● Task directions: Copy the items below word for word, from their first line up to and including the line with "x=93, y=236". Leave the pictures out of your copy.

● Point annotations for photos:

+++

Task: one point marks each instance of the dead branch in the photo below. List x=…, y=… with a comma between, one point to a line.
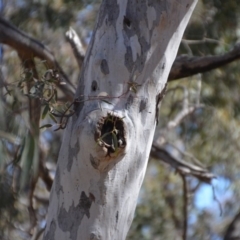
x=29, y=48
x=185, y=66
x=77, y=46
x=181, y=166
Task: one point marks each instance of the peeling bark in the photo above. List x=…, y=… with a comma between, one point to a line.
x=106, y=145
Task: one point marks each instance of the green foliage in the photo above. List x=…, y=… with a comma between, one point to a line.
x=211, y=133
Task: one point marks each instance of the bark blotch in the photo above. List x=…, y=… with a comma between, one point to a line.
x=126, y=22
x=129, y=59
x=94, y=86
x=50, y=235
x=129, y=102
x=94, y=161
x=57, y=181
x=71, y=154
x=69, y=221
x=104, y=67
x=137, y=12
x=109, y=8
x=117, y=217
x=143, y=105
x=93, y=236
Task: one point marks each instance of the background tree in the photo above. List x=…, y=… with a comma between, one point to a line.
x=208, y=129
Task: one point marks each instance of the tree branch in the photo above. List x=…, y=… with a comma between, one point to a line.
x=181, y=166
x=29, y=47
x=185, y=66
x=77, y=46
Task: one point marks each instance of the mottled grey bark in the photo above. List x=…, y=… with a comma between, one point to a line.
x=107, y=142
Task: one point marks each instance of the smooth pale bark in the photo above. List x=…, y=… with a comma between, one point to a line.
x=107, y=142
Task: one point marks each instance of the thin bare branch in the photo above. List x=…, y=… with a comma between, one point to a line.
x=185, y=207
x=77, y=46
x=185, y=66
x=181, y=166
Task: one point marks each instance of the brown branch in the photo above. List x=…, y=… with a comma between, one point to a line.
x=77, y=46
x=181, y=166
x=233, y=230
x=29, y=48
x=185, y=66
x=185, y=207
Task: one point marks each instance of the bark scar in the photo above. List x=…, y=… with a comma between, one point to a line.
x=159, y=98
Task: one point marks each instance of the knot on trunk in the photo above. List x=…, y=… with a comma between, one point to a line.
x=110, y=134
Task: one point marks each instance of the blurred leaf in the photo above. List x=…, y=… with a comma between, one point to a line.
x=46, y=126
x=45, y=111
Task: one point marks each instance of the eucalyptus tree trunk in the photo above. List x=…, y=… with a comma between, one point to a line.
x=106, y=145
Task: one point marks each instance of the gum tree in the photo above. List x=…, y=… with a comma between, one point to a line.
x=107, y=141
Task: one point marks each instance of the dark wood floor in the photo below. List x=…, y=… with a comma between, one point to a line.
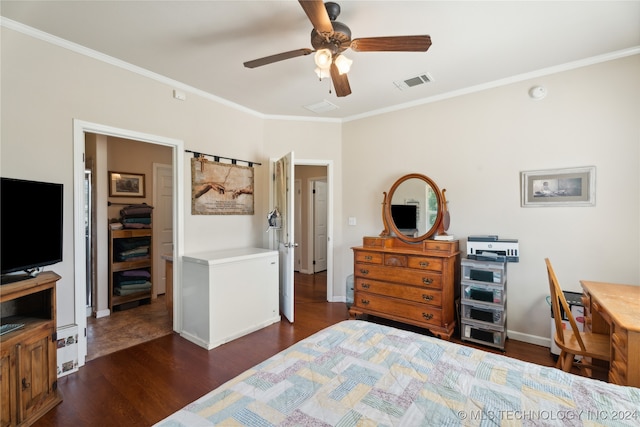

+++

● Output below:
Task: one point marks each instance of the dead branch in the photo below. List x=…, y=… with a comma between, one point to a line.
x=29, y=48
x=185, y=66
x=77, y=46
x=181, y=166
Task: one point marks each instance of the peeling bark in the photo above. List x=…, y=… with a comma between, one point to a line.
x=106, y=145
Task: one point marks each instance of the green foliage in the photo above. List x=…, y=… with a comma between, one point to a line.
x=211, y=133
Task: one point marks each instance of the bark blotch in the photo above. List x=…, y=… with a comma between, one point to a line.
x=126, y=22
x=129, y=59
x=94, y=86
x=50, y=235
x=129, y=102
x=94, y=161
x=57, y=181
x=71, y=154
x=69, y=221
x=104, y=67
x=137, y=12
x=109, y=8
x=117, y=217
x=143, y=105
x=93, y=236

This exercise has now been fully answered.